Mindfulness and meditation is gaining popularity in our schools and healthcare providers due to the numerous benefits  to better health. It improves:

Emotional well being – by increasing resilience, reducing stress and improving mood including depression.

Mind and Brain Function – by improving cognitive skills, memory,  focus and enhanced problem solving.

Physical well being such as reduced blood pressure and inflammatory conditions, improved immunity and cardiovascular health.

The two main reasons people don’t meditate is they think they don’t have time, and/or that they can’t do it properly. The first excuse is countered by the fact that it you do meditate regularly, you actually get more from your day from an efficiency perspective. You gain more focus and greater productivity due to reduced tension and clearer brain functioning. The second argument is countered by the fact that there is no ‘right’ way to meditate. The idea that meditation is trying to blank out thoughts and ‘control’ your mind is misinformed. The fact that you are allowing your brain to wander and release thoughts and emotions is in itself very therapeutic. It might take months or even years to actually get the holy grail of a ‘quiet mind’.

If you have considered learning to meditate, here are some helpful ideas to get you started.

Collected data entries

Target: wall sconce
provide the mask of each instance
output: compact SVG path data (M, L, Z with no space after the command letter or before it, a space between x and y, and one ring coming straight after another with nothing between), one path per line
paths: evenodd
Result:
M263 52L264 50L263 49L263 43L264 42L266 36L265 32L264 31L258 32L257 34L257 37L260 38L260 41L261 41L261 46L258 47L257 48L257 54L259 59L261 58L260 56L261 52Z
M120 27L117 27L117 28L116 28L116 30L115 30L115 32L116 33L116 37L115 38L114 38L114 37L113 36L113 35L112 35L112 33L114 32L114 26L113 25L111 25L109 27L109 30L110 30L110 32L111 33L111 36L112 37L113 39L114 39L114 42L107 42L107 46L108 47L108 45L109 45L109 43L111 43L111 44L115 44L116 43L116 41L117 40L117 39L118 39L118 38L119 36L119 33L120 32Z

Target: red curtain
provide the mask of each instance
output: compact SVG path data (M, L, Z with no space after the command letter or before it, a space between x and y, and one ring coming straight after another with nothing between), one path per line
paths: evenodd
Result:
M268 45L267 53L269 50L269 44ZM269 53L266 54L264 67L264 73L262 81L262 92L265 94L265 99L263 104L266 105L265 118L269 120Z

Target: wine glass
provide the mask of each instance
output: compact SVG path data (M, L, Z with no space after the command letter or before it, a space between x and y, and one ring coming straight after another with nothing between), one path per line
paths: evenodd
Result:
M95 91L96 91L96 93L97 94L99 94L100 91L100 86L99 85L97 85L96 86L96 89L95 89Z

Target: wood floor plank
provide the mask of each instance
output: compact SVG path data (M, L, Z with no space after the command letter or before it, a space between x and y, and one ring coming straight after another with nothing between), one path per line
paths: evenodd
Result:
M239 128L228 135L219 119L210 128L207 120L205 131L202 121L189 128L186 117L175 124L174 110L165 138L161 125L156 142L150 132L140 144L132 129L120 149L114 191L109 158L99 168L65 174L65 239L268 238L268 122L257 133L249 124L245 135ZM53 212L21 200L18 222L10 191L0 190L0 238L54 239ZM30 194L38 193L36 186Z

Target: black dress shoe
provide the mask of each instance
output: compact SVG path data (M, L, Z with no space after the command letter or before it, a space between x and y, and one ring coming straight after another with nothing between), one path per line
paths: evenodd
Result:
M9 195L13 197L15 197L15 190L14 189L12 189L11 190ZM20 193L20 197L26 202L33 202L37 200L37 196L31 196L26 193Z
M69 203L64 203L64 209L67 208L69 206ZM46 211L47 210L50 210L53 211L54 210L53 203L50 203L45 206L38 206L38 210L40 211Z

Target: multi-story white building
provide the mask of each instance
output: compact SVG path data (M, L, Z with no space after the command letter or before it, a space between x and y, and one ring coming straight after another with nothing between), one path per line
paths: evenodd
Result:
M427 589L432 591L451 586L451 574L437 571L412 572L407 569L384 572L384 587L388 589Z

(Parts of the exercise):
1. Answer the following from the passage on meditation.
(a) In which two settings is mindfulness and meditation said to be gaining popularity?
(b) What are the two main reasons given for why people don't meditate?
(c) How long might it take to reach a 'quiet mind'?
2. Transcribe the passage on meditation between "Emotional well being" and "enhanced problem solving.", inclusive.
3. Continue the passage on meditation from the point where it stops.

(Results of the exercise):
1.
(a) Schools and healthcare providers.
(b) They think they don't have time, and/or that they can't do it properly.
(c) Months or even years.

2.
Emotional well being – by increasing resilience, reducing stress and improving mood including depression.

Mind and Brain Function – by improving cognitive skills, memory,  focus and enhanced problem solving.

3.
  1. Try an ap. There are many free aps available for download on your smart phone. If you’ve never meditated before, I like “One Giant Mind’ or ‘Headspace’. Here are the top meditation aps from 2016: http://www.healthline.com/health/mental-health/top-meditation-iphone-android-apps
  2. Join a meditation class. Look for a local meditation class like Yoga Freedom in Avondale Heights who run regular meditation classes. You may find  a ‘Meetup’ group in your local area: https://www.meetup.com/topics/meditation/
  3. Practice Mindfulness when you walk. Work through each sense – feel the sun on your shoulders , the breeze on your face, your feet moving in your shoes; smell the flowers along the way; hear the birds chirping; focus on the taste in your mouth; watch the patterns the clouds make in the sky and the outline of the trees along your route. The same can be done whilst eating – really focus on chewing your food, tasting the flavours as you eat.
  4. Most yoga classes have some kind of meditation at the beginning or end.

Practice makes perfect – consider scheduling it into your day so it becomes a habit. Mornings are particularly good time, but any time – when you get home from work, before bed – whatever, so long as it becomes routine.

Good luck and we would be keen to get feedback on your success.